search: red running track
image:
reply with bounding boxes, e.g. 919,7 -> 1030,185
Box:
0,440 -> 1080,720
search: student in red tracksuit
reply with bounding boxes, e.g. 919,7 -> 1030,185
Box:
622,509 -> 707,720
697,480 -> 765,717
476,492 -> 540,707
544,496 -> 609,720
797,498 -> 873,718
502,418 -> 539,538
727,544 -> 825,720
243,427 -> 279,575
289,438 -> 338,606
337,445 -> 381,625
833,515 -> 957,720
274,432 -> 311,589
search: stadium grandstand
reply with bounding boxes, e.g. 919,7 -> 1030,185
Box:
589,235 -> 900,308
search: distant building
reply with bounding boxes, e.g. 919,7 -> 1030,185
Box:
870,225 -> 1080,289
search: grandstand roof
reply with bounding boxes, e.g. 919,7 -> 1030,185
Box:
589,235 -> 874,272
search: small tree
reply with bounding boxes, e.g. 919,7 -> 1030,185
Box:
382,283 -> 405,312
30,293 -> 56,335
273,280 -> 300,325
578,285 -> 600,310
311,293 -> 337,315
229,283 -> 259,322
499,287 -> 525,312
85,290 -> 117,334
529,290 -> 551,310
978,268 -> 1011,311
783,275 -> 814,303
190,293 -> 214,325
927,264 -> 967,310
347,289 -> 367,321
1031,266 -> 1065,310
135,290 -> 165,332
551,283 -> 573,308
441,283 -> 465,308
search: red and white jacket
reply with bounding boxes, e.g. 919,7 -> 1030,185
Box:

* * *

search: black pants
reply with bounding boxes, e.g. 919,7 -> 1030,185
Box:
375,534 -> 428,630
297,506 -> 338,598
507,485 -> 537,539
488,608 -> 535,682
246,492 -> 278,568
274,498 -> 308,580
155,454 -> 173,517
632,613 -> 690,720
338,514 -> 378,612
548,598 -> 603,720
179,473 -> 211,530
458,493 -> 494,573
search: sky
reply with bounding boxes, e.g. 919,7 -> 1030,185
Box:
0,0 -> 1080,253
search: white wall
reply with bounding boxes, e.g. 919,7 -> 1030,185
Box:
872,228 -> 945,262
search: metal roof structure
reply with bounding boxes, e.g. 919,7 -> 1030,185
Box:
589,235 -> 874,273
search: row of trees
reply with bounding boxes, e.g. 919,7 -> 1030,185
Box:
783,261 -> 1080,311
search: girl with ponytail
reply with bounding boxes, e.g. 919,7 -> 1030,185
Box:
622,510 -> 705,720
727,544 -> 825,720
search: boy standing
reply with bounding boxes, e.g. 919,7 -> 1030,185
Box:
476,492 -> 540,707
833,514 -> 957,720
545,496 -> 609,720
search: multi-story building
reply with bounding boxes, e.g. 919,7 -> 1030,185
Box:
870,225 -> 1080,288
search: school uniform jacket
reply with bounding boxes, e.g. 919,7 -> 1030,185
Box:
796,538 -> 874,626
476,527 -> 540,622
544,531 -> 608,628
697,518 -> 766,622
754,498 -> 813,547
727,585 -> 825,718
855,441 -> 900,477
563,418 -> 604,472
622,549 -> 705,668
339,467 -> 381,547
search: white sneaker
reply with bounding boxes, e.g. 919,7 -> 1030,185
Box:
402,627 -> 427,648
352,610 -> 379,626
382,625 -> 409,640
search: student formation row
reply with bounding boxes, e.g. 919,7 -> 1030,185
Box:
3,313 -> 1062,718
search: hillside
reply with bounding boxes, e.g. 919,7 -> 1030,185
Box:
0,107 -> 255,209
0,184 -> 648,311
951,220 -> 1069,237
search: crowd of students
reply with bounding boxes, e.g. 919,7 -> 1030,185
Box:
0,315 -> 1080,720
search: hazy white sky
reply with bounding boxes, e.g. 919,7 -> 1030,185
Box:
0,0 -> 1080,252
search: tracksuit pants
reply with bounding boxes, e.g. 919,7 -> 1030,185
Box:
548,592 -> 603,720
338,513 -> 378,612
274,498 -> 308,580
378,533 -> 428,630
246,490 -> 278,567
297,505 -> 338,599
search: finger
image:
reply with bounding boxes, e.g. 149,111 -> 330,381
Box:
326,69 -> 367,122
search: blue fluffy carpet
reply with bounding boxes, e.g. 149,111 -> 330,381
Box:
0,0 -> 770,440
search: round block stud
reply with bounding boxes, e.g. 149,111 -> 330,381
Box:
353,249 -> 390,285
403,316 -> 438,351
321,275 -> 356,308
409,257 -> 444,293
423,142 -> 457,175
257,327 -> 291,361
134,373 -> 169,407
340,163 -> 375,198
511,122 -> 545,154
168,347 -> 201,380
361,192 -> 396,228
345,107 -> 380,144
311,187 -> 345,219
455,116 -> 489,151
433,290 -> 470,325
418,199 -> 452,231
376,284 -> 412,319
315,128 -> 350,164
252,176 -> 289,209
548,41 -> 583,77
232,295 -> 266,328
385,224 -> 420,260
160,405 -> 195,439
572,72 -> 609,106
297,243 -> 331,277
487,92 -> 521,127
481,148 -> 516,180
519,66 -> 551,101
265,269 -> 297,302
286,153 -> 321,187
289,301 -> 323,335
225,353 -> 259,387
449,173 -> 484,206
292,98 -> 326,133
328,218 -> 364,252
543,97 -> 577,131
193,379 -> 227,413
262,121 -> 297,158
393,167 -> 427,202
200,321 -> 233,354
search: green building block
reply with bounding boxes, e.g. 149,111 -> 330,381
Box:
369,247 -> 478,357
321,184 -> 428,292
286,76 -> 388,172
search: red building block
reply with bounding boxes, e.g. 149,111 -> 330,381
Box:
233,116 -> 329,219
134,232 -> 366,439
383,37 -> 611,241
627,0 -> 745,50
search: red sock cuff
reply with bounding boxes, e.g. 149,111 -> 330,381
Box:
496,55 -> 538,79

PROBLEM STATEMENT »
Shift the data starting at the line that contains "search: tracksuit pants" and ending at the line that contains "0,0 -> 770,440". Write out every line in that span again, requests included, adding 59 to each bounding-box coordinate in the answers and leaving the sample coordinates in the requests unchanged.

FINISHED TASK »
search: tracksuit pants
reply with bounding boxes, e.g. 919,7 -> 1030,185
Box:
607,651 -> 662,779
397,572 -> 437,671
333,557 -> 367,639
437,592 -> 487,689
305,549 -> 337,626
356,564 -> 397,658
search: finger
image:
reply with bounding boxes, e.g. 149,111 -> 330,381
Box:
385,128 -> 426,181
search: blue fluffy carpet
reply with bounding boxes, e.g. 149,111 -> 330,381
Box:
59,59 -> 829,499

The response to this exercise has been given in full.